Dataset entries
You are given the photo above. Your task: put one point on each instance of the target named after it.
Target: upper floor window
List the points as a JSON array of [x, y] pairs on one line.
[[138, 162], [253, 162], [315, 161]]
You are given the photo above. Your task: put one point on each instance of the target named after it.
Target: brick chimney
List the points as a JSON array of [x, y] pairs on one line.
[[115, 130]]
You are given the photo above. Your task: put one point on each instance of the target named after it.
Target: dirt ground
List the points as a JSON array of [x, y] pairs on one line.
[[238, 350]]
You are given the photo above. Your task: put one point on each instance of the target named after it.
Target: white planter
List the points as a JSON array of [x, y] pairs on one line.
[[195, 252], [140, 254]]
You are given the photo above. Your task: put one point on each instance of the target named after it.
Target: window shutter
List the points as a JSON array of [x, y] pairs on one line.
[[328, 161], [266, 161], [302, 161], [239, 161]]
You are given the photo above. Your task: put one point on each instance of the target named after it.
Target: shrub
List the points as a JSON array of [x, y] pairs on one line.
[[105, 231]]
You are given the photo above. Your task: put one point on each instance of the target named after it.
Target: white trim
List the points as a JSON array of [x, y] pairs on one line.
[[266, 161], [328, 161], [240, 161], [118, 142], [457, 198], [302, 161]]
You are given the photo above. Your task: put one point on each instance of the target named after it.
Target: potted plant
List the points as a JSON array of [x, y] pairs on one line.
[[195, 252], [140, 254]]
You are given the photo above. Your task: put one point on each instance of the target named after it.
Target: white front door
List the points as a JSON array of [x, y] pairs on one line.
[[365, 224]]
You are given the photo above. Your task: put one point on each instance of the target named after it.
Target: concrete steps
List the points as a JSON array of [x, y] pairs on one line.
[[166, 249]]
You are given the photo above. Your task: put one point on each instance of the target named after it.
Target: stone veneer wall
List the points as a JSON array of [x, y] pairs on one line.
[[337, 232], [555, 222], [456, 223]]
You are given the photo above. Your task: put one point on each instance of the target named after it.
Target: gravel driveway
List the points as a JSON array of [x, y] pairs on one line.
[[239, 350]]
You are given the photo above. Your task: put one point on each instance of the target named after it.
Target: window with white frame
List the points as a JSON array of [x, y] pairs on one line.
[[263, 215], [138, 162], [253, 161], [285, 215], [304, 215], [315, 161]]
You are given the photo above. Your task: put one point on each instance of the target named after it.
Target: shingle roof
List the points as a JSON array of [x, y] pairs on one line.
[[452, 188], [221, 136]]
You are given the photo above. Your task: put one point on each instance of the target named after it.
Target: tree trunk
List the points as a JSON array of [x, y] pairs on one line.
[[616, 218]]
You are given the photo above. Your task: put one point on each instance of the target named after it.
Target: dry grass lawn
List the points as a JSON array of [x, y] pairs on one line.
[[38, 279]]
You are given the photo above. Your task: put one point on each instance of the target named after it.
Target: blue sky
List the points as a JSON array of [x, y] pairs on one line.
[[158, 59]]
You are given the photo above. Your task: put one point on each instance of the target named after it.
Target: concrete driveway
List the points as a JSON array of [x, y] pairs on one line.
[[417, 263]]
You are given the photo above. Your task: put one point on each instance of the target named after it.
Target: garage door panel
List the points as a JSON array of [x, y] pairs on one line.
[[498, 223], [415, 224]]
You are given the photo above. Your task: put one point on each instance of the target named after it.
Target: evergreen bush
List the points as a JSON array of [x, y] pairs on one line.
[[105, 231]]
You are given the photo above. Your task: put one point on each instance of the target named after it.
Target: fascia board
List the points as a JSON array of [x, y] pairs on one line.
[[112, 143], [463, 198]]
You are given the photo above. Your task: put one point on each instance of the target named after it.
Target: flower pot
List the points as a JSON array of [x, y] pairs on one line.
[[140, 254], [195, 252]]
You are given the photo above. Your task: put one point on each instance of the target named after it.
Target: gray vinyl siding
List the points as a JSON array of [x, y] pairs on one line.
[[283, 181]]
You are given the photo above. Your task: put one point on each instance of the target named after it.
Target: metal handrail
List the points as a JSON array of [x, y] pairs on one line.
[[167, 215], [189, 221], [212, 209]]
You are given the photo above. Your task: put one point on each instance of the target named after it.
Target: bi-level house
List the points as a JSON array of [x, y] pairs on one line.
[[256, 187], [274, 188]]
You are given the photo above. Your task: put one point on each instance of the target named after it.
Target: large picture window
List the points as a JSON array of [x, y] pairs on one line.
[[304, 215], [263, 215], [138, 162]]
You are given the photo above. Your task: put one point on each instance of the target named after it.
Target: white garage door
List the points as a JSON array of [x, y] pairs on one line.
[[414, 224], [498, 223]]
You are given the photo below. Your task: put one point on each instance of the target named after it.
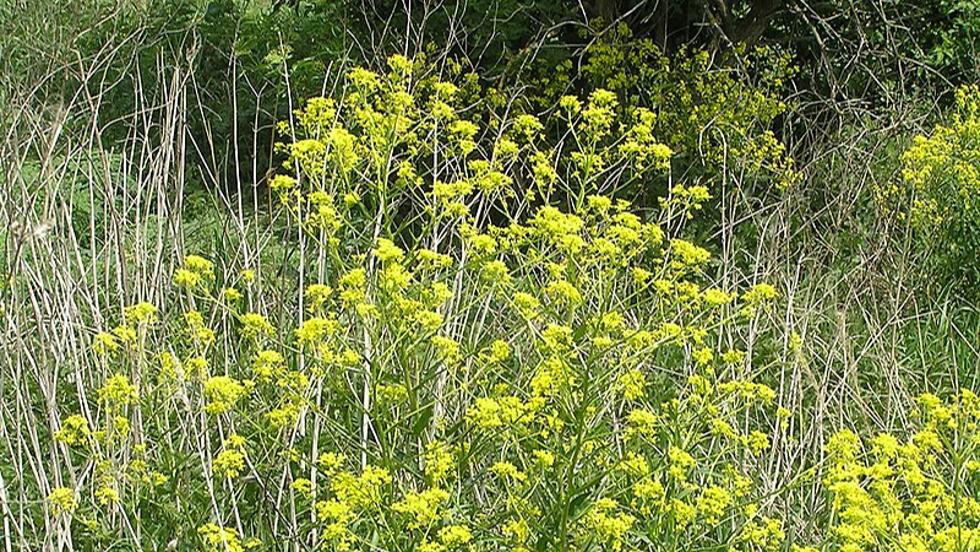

▶ YOUR ASSIGNMENT: Could you set down the data exactly as given, minus its pictures?

▶ ANSWER BOX:
You are given the photo above. Your task: put one point on each instance of the target named after it.
Target: upper floor window
List the points as a JSON array of [x, y] pairs on one line.
[[138, 162], [253, 162], [315, 161]]
You are given the photo above. Your task: put one point on each instance of the target named after it.
Target: brick chimney
List the points as a JSON array of [x, y] pairs on one line.
[[115, 130]]
You are given the photo above. Your task: put one point on each instance of the target named after it.
Target: dirt ground
List the points as a JSON array of [x, y] pairs on one line.
[[238, 350]]
You are given the photo above. Your task: put one point on each instance of the target named after it.
Target: white planter
List the points as a JSON array of [x, y] pairs on one line.
[[195, 252], [140, 254]]
You are given the photo above. Your task: put one point on each instance of the target named after it.
Target: window shutter
List the points as a JSON array of [x, y] pairs on one line.
[[328, 161], [266, 161], [302, 161], [239, 161]]
You are given the photo above. Your task: put one point on each instance of the target named after it.
Target: shrub
List the points as a JSON array of [x, y] pairs on one line.
[[105, 231]]
You are given the photo above. Your task: put one point on each instance of the target named after it.
Target: white trim
List the points as a JSON array of [x, y] pairs on one line.
[[266, 161], [328, 161], [240, 161], [118, 142], [457, 198], [302, 161]]
You are given the photo above. Your task: put one point on each instance of the target named after it.
Target: potted plant
List the points as a JSON array of [x, y] pairs on one line.
[[195, 252], [140, 254]]
You are given the photo above. Your task: put one point on each instance of the target named after it.
Target: white front door
List the points as a JSON array of [x, y] pairs on one line.
[[365, 224]]
You are given the photo above. Your task: put one point on each instance of the target named after it.
Target: concrete steps
List the points as a JSON array of [x, y] pairs on one line.
[[166, 249]]
You are given the photo above. Your task: put one point on each instance of the target named after it.
Target: stone veneer wall
List the points as a JSON array of [x, y] pairs on one line.
[[337, 232], [555, 222], [456, 223]]
You are given the photo above. Your task: put one point on each instance of the target named after it.
Target: gravel driveway
List the points as a JSON array of [x, y] pairs on one line.
[[239, 350]]
You are given the photo above. Your task: put one point on each instance of the target named after it.
Target: window with white frame
List the points as a JSON array of [x, y] pairs on one line.
[[263, 215], [138, 162], [253, 161], [285, 215], [304, 215], [315, 161]]
You are given the photo above. Your task: put one point on each instance of the target named after it.
Target: shingle roof
List the points as a JSON array of [x, y] pairs on one line.
[[452, 188], [221, 136]]
You are given the photo above. Your task: put one point on each instance of the target named after it.
Target: tree trunk
List the points as a JSON array of [x, y] pairs on one line.
[[616, 218]]
You are given the photo above. Your task: put one point on each instance of the target named after it.
Target: dry grass lawn
List the points as a JSON array of [x, y] pairs on one line.
[[38, 279]]
You are given the photo above. Your task: put one point on each instance of the target named after it.
Target: blue sky
List the points as a JSON array of [x, y] pairs on one line.
[[158, 59]]
You are given the photo above. Your task: put one point on each instance of the target named after it.
Target: concrete driveway
List the points as a JSON array of [x, y] pairs on one line.
[[417, 263]]
You are given the photo above. Your task: put one point on each instance of the target named after it.
Target: garage door panel
List the points as a JSON array of [x, y] pairs on one line.
[[498, 223], [415, 224]]
You are given the photo above. Your task: put one point on each instance of the target named after it.
Target: evergreen bush
List the points as a JSON array of [x, y] pairs on one line.
[[105, 231]]
You are given the photo above. Your task: put one point on each instance of the target named after it.
Target: fascia board
List the points as a JSON array of [x, y] pairs on one line.
[[112, 143], [463, 198]]
You are given the photo above. Your task: put one point on each instance of the target named after it.
Target: flower pot
List the points as a JSON array of [x, y] pairs on one line.
[[140, 254], [195, 252]]
You are given the photo above. Your task: put one point on each instance of the target named after it.
Target: gray vinyl siding
List the points as a JSON array of [x, y] pairs on one line.
[[283, 181]]
You are given the photo above. Your task: put one point on each instance of the target named after it.
Target: metal handrail
List the points as a JSON array of [x, y] pairs on one line.
[[167, 215], [189, 221], [212, 209]]
You are given the photo above. Your task: put one point on each instance of the target named after it.
Target: bi-level house
List the points as a JSON array of [x, y] pairs on one line.
[[256, 187], [274, 188]]
You are given the photo above. Your task: put one point on each instance of the target named after it.
Target: large picture window
List the points as a JSON array of [x, y] pairs on one line.
[[304, 215], [263, 215], [138, 162]]
You are given the photo above. Your task: put one point on each instance of the target named after it.
Target: white garage door
List the points as a JSON array of [x, y] pairs on one line.
[[414, 224], [498, 223]]
You are given the photo below. Your task: put one point on each instance of the target named after it.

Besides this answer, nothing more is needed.